-- BEGIN DATASET RECORDS --
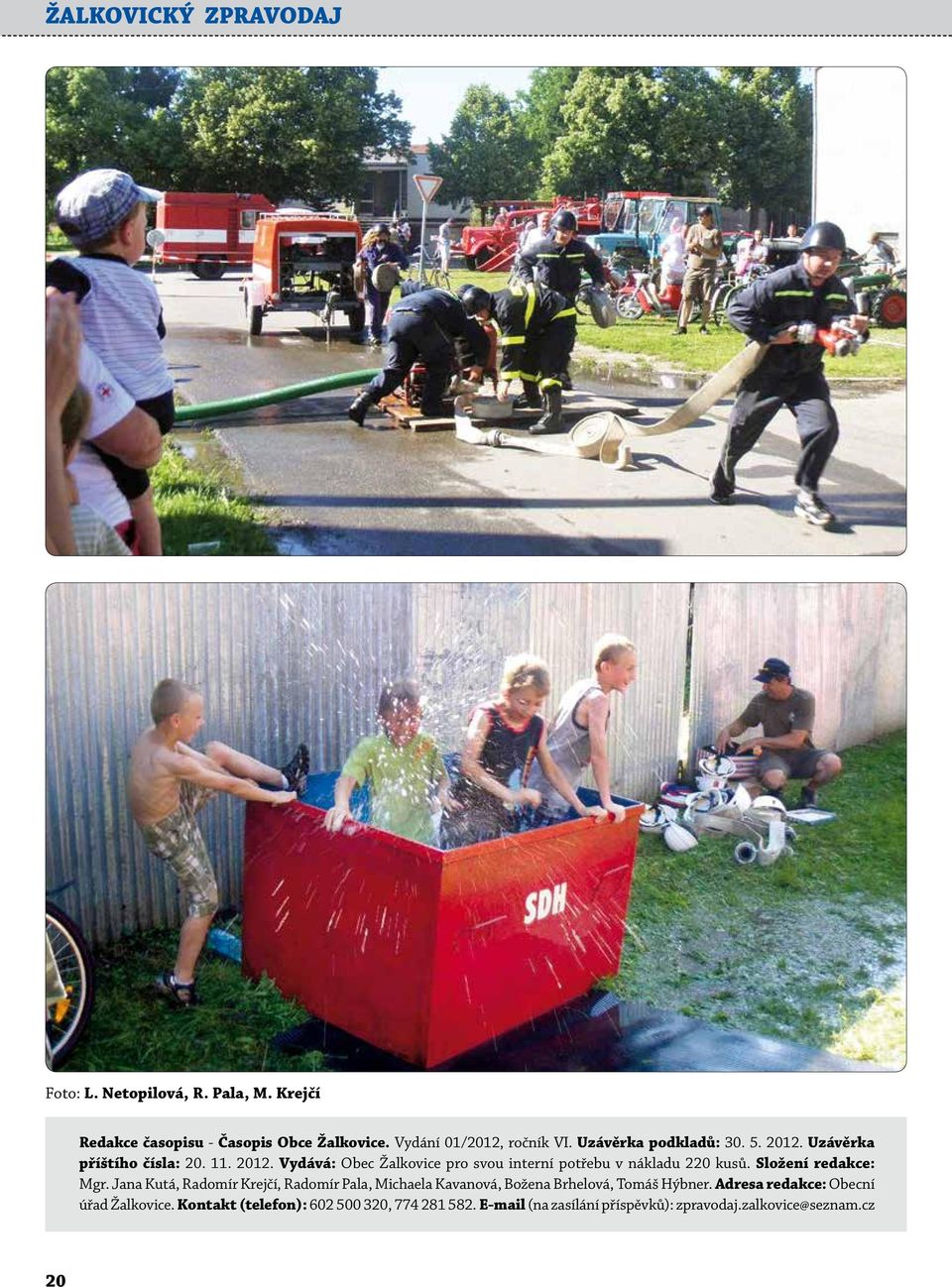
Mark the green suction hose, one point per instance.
(229, 406)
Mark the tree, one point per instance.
(487, 154)
(540, 106)
(299, 132)
(111, 117)
(766, 156)
(637, 128)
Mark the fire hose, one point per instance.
(249, 402)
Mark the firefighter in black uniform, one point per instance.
(791, 374)
(557, 263)
(535, 342)
(427, 327)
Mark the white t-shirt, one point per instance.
(109, 405)
(120, 319)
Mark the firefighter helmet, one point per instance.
(475, 300)
(678, 838)
(565, 221)
(823, 236)
(385, 277)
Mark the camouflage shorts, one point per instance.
(178, 842)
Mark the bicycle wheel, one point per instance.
(67, 1018)
(722, 298)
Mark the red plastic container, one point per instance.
(428, 953)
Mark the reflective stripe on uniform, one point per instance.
(531, 302)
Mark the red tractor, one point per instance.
(493, 249)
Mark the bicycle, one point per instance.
(432, 275)
(69, 985)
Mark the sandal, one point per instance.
(180, 994)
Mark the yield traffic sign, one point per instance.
(427, 185)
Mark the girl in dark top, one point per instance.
(506, 734)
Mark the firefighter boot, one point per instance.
(531, 397)
(359, 407)
(552, 421)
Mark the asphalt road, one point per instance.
(337, 489)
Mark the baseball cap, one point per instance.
(95, 202)
(773, 669)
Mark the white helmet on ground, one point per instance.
(678, 838)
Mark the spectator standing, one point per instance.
(704, 247)
(379, 249)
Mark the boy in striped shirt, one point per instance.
(103, 214)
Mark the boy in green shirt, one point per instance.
(403, 765)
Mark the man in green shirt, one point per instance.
(403, 767)
(786, 748)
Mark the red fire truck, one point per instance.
(208, 230)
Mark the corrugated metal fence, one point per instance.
(305, 661)
(844, 643)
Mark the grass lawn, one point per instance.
(809, 950)
(195, 505)
(653, 340)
-- END DATASET RECORDS --
GOAL:
Swap "firefighter" for "rescuer" throughout the records above and give the lines again with nothing else changed. Leave the pictures out.

RESPONSE FOR THIS EXERCISE:
Mark the green suction hose, one point per instance.
(229, 406)
Mark the tree, one point per instance.
(487, 154)
(540, 106)
(299, 132)
(111, 117)
(766, 156)
(637, 128)
Mark the fire hose, one point per instance.
(249, 402)
Mark the rescuer in black uniform, one point per instance.
(791, 374)
(557, 263)
(535, 342)
(427, 327)
Mark the white t-shirt, one point per instance.
(109, 405)
(120, 319)
Mark the rescuer helmet, one point per instance.
(475, 300)
(678, 838)
(565, 221)
(823, 236)
(385, 277)
Mark the camouflage shorts, one point per instance.
(178, 842)
Mark the bicycle wheel, one point per instance.
(67, 1018)
(722, 298)
Mark the red plastic container, one point per instance.
(428, 953)
Mark the reflective stripe on uniform, one point per instance.
(531, 302)
Mark the red tractor, one point per instance.
(493, 249)
Mark the bicycle, one point per instance.
(432, 275)
(69, 985)
Mark the sandal, one point per instance.
(180, 994)
Mark the yield traffic sign, one point per instance.
(427, 185)
Mark the girl in dark top, one point per instance.
(506, 734)
Mark the rescuer boot, one point per instance.
(531, 397)
(359, 407)
(552, 421)
Mark the asphalt road, one point per instance.
(337, 489)
Mark the baseball cap, one point per instance.
(95, 202)
(773, 669)
Mark the white helmet on ground, one point per instance.
(678, 838)
Mark the spectator standing, one point per instance.
(704, 247)
(379, 249)
Mark the boy in striped shirt, one point per instance.
(103, 214)
Mark the boy in green shirt, one point per instance.
(403, 765)
Mark the man in green shirt, one point per instance.
(403, 767)
(786, 748)
Mark the red fire truck, one point per instance.
(208, 230)
Mark the corrugated metal fence, one point per instance.
(305, 661)
(844, 643)
Mark the grass lawn, one point per instance.
(809, 950)
(195, 505)
(653, 340)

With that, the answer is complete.